§ **PASSAGE SHOWN**:
Geopolitical Dimension

The operation also revealed an international dimension. U.S. press reports indicated that the precise location of the leader may have resulted from bilateral interinstitutional cooperation. Nevertheless, the Mexican government emphasized that the operation was executed exclusively by national forces, limiting cooperation to intelligence sharing. This nuance seeks to preserve operational sovereignty in a context of political pressure from Washington.

On the eve of the 2026 World Cup, which Mexico will co-host with the United States and Canada, ensuring territorial stability becomes an imperative not only of internal security but also of international positioning. The operation can therefore be read as an act of state reaffirmation in the face of external narratives of territorial loss of control.

§ **COMPLETE THE FOLLOWING**:
1) Reproduce the part of the geopolitical dimension text above that opens with the words containing "Geopolitical Dimension" and closes with "pressure from Washington.".
2) Answer these questions using the geopolitical dimension text above:
(a) According to U.S. press reports, what may the precise location of the leader have resulted from?
(b) To what did the Mexican government say cooperation was limited?
(c) Which countries will co-host the 2026 World Cup?

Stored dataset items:
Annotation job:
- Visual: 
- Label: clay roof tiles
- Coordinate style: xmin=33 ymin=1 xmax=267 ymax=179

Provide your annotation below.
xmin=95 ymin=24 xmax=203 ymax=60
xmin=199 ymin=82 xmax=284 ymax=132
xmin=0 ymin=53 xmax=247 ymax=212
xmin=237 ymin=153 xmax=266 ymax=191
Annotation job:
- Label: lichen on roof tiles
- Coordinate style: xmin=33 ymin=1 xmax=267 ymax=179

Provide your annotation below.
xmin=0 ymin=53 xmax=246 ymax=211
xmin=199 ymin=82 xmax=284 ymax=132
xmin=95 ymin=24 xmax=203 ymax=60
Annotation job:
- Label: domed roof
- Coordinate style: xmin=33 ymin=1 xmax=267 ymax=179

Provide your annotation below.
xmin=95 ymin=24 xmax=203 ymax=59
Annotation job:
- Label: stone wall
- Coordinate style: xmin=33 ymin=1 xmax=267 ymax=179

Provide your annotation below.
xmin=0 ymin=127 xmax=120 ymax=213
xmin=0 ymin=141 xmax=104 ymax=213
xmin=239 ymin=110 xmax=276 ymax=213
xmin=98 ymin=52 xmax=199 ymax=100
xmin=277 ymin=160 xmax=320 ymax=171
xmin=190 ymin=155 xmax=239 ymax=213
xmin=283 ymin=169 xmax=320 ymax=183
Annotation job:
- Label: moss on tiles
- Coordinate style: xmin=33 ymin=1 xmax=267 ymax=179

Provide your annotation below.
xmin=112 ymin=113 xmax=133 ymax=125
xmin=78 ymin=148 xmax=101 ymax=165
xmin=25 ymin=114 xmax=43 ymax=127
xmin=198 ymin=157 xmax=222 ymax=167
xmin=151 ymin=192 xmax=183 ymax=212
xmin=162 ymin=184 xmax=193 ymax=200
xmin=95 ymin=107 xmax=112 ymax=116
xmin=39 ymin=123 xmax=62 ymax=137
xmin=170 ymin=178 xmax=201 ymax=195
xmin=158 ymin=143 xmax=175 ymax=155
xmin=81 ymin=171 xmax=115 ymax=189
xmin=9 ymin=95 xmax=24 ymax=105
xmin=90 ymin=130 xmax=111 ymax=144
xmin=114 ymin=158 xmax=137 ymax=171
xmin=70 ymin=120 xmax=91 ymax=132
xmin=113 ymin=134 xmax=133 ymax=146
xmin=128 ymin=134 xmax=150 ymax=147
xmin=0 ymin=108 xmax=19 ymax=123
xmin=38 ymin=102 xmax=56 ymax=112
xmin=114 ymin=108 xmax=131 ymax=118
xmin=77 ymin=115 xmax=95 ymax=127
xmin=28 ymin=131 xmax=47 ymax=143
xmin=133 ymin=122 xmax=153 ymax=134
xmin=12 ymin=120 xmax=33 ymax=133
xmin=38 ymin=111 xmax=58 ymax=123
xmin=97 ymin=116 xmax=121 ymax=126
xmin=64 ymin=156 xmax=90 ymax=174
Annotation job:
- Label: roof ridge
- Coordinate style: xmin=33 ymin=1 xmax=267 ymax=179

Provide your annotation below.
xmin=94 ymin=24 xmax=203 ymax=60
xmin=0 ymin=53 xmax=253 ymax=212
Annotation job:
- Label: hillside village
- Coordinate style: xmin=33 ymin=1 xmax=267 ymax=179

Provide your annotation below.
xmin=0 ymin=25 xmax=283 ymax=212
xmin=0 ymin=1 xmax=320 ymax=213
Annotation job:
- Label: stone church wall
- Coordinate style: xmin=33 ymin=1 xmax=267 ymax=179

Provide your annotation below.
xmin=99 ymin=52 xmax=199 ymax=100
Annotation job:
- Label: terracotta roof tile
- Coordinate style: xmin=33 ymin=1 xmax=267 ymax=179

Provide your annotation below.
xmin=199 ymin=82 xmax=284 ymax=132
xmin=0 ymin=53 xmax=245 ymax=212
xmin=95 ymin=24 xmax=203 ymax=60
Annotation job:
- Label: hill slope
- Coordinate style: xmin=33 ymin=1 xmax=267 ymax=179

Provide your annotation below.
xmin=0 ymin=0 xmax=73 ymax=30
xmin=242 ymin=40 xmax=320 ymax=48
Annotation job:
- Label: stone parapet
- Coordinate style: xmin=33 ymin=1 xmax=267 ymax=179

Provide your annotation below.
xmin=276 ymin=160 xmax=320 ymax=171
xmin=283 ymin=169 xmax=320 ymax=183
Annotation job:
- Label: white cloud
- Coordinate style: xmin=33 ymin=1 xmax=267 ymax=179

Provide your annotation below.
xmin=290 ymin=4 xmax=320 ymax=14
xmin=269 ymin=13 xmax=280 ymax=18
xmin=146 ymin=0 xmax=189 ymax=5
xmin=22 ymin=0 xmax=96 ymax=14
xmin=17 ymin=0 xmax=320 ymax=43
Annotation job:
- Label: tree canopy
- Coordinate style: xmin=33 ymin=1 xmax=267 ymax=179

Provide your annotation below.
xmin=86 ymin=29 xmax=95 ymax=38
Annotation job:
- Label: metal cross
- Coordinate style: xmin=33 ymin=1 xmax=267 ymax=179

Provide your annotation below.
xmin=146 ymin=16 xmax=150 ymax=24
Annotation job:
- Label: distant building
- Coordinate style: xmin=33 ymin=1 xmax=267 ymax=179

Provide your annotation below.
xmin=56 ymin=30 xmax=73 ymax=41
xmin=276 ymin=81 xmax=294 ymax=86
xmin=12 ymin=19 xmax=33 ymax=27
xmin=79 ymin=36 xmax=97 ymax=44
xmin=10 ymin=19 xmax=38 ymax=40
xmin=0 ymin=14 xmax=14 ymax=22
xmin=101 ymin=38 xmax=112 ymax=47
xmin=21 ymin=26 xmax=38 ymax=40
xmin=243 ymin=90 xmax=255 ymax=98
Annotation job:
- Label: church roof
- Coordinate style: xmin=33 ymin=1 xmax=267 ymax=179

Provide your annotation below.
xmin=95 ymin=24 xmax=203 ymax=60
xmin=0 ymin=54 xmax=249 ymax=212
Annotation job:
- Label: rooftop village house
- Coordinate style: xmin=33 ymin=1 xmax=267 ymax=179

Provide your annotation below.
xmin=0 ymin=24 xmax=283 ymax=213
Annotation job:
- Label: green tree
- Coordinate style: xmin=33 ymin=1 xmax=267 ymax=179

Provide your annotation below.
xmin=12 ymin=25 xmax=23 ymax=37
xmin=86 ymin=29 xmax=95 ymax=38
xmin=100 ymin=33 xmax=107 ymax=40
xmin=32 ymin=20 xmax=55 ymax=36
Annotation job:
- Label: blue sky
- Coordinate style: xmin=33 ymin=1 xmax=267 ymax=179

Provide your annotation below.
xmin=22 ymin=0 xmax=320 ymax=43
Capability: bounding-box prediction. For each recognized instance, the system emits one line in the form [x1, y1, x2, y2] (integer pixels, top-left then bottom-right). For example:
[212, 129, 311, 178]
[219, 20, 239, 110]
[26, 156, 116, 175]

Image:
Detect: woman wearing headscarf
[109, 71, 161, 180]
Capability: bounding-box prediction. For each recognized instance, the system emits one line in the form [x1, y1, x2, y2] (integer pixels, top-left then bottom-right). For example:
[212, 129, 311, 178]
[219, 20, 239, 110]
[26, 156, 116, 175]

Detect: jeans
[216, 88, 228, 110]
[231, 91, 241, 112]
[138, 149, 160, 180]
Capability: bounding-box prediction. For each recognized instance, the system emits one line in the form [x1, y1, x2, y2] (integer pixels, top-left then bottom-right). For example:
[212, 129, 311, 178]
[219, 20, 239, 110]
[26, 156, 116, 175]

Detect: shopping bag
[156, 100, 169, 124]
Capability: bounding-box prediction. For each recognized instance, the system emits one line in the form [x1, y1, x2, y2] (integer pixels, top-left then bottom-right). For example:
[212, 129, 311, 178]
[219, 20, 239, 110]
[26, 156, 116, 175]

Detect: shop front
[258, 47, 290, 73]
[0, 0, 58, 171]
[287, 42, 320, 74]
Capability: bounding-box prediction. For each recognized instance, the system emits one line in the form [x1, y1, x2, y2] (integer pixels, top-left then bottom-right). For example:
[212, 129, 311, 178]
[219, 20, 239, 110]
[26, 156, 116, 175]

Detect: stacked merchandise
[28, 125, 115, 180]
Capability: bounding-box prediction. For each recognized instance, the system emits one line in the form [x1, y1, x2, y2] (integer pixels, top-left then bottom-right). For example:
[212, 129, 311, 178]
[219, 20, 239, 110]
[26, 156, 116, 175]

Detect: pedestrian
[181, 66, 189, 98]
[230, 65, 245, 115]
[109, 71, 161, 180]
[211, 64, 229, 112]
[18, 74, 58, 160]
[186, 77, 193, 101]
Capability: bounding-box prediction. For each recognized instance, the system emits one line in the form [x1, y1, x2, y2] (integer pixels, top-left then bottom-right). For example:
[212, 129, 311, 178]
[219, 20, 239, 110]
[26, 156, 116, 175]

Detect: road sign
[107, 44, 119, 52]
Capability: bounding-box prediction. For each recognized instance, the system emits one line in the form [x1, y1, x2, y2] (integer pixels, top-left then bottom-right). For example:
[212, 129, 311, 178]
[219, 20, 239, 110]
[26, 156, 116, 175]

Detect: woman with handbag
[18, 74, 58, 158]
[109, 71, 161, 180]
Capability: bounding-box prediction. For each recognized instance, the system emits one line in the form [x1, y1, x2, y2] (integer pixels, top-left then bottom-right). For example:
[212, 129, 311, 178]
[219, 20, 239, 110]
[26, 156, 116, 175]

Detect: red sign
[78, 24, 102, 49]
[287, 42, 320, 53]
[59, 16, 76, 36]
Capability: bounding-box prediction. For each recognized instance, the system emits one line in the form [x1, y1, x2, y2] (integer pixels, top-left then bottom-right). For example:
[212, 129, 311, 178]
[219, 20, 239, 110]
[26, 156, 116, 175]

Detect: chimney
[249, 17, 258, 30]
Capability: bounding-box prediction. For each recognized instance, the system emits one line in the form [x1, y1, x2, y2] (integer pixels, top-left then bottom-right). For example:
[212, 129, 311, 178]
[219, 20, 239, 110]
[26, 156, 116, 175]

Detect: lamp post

§ **SOLUTION SET**:
1)
Geopolitical Dimension

The operation also revealed an international dimension. U.S. press reports indicated that the precise location of the leader may have resulted from bilateral interinstitutional cooperation. Nevertheless, the Mexican government emphasized that the operation was executed exclusively by national forces, limiting cooperation to intelligence sharing. This nuance seeks to preserve operational sovereignty in a context of political pressure from Washington.

2)
(a) Bilateral interinstitutional cooperation.
(b) Intelligence sharing.
(c) Mexico, the United States and Canada.